## What is expected:
Word for word, reproduce each line of the data below, omitting every image.

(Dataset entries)
◆ ◆ ◆

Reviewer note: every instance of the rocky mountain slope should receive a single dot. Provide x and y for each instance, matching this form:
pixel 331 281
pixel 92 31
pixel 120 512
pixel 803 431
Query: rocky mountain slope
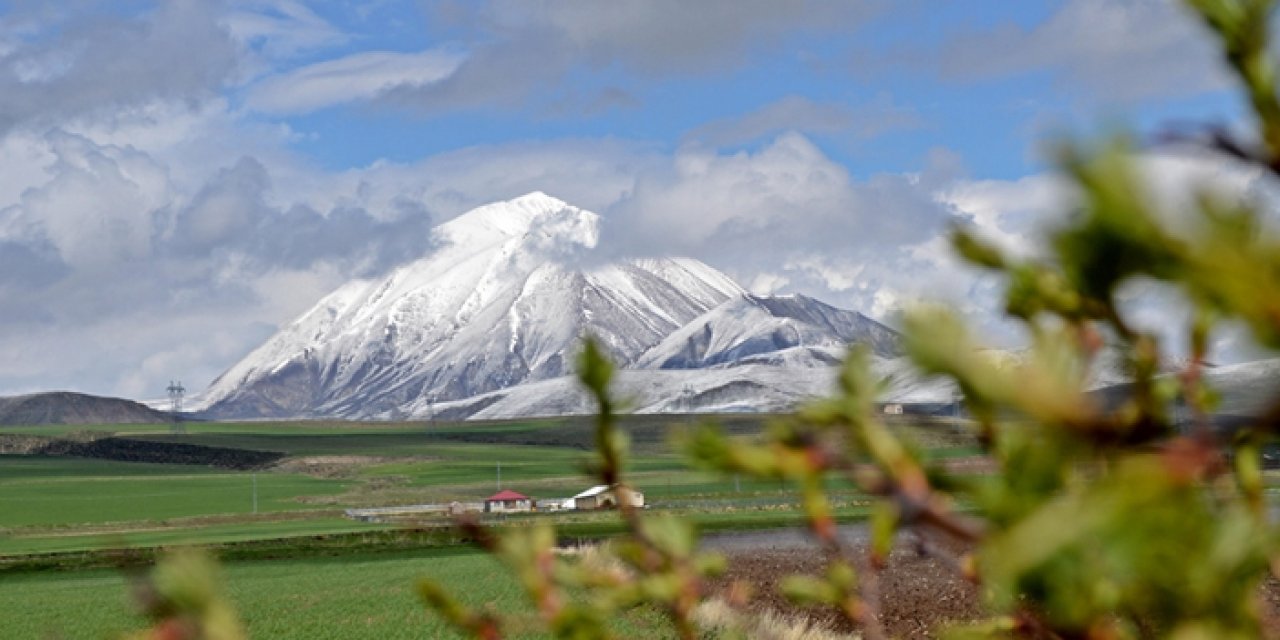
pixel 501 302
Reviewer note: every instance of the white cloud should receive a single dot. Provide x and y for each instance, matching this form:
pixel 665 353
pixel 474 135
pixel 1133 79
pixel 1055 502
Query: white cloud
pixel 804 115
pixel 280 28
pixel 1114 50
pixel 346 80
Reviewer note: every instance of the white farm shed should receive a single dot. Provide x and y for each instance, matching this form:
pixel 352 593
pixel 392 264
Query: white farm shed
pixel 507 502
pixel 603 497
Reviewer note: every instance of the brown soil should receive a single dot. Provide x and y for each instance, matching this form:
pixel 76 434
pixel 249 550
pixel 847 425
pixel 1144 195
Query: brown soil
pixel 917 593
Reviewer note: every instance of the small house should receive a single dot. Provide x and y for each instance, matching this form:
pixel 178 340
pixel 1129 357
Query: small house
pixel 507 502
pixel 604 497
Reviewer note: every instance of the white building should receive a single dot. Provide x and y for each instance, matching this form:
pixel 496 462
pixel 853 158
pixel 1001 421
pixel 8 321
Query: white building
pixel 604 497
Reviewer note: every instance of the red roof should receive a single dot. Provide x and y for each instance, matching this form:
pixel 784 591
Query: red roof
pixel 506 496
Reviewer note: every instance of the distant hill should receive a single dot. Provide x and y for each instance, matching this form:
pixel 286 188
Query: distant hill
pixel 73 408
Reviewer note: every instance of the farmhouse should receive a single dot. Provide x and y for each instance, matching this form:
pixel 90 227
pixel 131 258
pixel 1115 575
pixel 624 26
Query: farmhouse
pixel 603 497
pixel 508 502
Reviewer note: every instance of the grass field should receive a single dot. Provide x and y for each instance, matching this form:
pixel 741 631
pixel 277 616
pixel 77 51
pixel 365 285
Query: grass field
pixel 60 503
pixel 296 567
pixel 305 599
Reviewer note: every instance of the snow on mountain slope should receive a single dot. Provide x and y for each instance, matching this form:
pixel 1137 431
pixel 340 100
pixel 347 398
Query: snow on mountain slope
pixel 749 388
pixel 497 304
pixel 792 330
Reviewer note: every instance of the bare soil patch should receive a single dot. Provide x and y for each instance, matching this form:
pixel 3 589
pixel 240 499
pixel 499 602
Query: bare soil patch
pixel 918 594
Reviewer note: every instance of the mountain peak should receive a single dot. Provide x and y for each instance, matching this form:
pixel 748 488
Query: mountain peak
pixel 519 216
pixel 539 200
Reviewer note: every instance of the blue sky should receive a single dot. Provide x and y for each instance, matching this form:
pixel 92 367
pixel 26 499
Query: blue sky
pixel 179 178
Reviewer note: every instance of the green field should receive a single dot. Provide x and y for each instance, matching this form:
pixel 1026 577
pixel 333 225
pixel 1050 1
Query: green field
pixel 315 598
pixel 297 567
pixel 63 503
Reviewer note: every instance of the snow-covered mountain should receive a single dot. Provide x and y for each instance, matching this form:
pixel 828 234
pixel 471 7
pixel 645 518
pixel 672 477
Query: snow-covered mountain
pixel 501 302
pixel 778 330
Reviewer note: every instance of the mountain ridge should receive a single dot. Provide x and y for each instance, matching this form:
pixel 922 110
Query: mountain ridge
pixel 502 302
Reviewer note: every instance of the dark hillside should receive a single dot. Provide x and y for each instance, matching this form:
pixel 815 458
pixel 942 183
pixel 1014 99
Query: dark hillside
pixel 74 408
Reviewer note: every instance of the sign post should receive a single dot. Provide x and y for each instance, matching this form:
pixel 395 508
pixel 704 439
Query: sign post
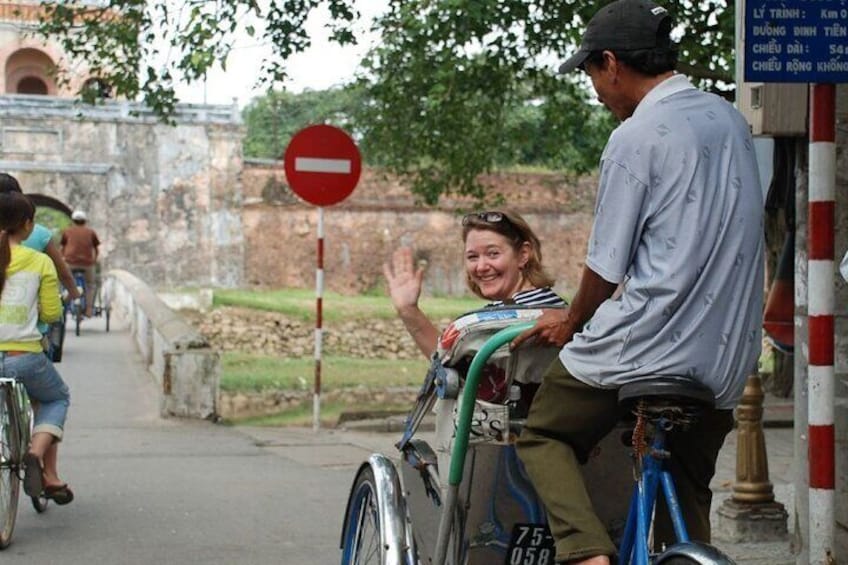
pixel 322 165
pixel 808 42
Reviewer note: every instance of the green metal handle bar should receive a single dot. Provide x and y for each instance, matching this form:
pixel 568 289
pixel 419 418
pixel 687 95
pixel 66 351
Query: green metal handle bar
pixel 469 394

◆ ◆ ◆

## Task response:
Reviewer note: every instance of the rocky mountain slope should receive a single dot. Provide x and y for each instance, matching this form:
pixel 331 281
pixel 92 31
pixel 120 512
pixel 803 431
Query: rocky mountain slope
pixel 501 302
Reviewer note: every instance of the white cloud should receive a single dot. Provide x and y for each instance, matching this form:
pixel 665 353
pixel 474 135
pixel 1133 79
pixel 1055 502
Query: white cloud
pixel 804 115
pixel 280 28
pixel 1114 50
pixel 346 80
Reviewer note: every instance of the white farm shed should receive a single dot. Provide x and y for each instance, matching this form:
pixel 352 593
pixel 392 264
Query: white farm shed
pixel 507 502
pixel 603 497
Reviewer note: every instance of the brown soil should receive a single dot. Provide x and y for each instance, matching this form:
pixel 76 434
pixel 249 550
pixel 847 425
pixel 1144 195
Query: brown soil
pixel 917 593
Reviewer note: every instance of the small house should receive a single dot. Provide x and y for each instance, matching this form:
pixel 178 340
pixel 1129 357
Query: small house
pixel 507 502
pixel 604 497
Reviewer note: every instance of the white building should receive a single dot. Provide x and y for each instance, matching this form:
pixel 496 462
pixel 853 158
pixel 1001 421
pixel 8 321
Query: white building
pixel 604 497
Reviewer note: every instance of the red roof should receive a single dot. Provide x and y for each instance, matching this form:
pixel 784 591
Query: red roof
pixel 506 496
Reviewer note: every instance of the distant hill should receive a single dot. Provide x and y for each instance, matching this form:
pixel 286 188
Query: distant hill
pixel 73 408
Reviewer note: every instance of the farmhouse should receive a single dot. Provide x and y for each instance, matching this form:
pixel 90 227
pixel 131 258
pixel 1115 575
pixel 624 26
Query: farmhouse
pixel 603 497
pixel 508 502
Reviewer note: every instance of the grass field should receive a single dot. Provide x and y for each instance, matching this form:
pixel 741 631
pixel 277 616
pixel 77 51
pixel 365 285
Query: grass field
pixel 60 503
pixel 296 567
pixel 305 599
Reviewer note: every instance of the snow on mountain slope should receive a single dot. Provide x and y for each instance, matching this form:
pixel 1137 431
pixel 340 100
pixel 347 398
Query: snow on mountain slope
pixel 749 388
pixel 497 304
pixel 792 330
Reviewer note: every instance of the bare soil patch should receive a single dot. Provide x and y for each instance, matching this form:
pixel 3 589
pixel 240 499
pixel 499 602
Query: bare soil patch
pixel 918 594
Reviewer note: every instance of the mountain peak should receive a single dot. Provide x and y for each instance, matching this form:
pixel 748 488
Query: mountain peak
pixel 519 216
pixel 539 200
Reviewer note: every instance of the blue sky should receive a single dot. Provide x and y for each instance, matching this form:
pixel 92 367
pixel 26 499
Query: blue sky
pixel 179 178
Reviewer note: every instance of the green field should receive a single dot. Provide x and y for each instance, matching this form:
pixel 1026 577
pixel 333 225
pixel 1050 1
Query: green field
pixel 315 598
pixel 297 567
pixel 63 503
Reviewer note: every instance of the snow-covered mountain should receive a single dot. Provide x and y for each instance, matching this form:
pixel 828 234
pixel 471 7
pixel 645 518
pixel 672 477
Query: snow-covered mountain
pixel 501 302
pixel 778 330
Reviewer note: every instance of the mountain ridge should receive a single dot. Provide x and y for each instance, matching this form:
pixel 922 110
Query: mountain ridge
pixel 502 302
Reviewer note: every instance of the dark hillside should receive a single dot. Provide x and y for each instance, matching this form:
pixel 815 458
pixel 942 183
pixel 1014 99
Query: dark hillside
pixel 74 408
Reviewer note: every instance of the sign post should receive a single dot. Provide x and y for each instance, matching this form:
pixel 395 508
pixel 704 439
Query: sign post
pixel 322 165
pixel 808 42
Reviewer note: every instance of the green metal handle bar should receive a single dot. Provide x and y for each instance, matching this form:
pixel 568 289
pixel 419 418
pixel 687 95
pixel 66 351
Query: green metal handle bar
pixel 469 394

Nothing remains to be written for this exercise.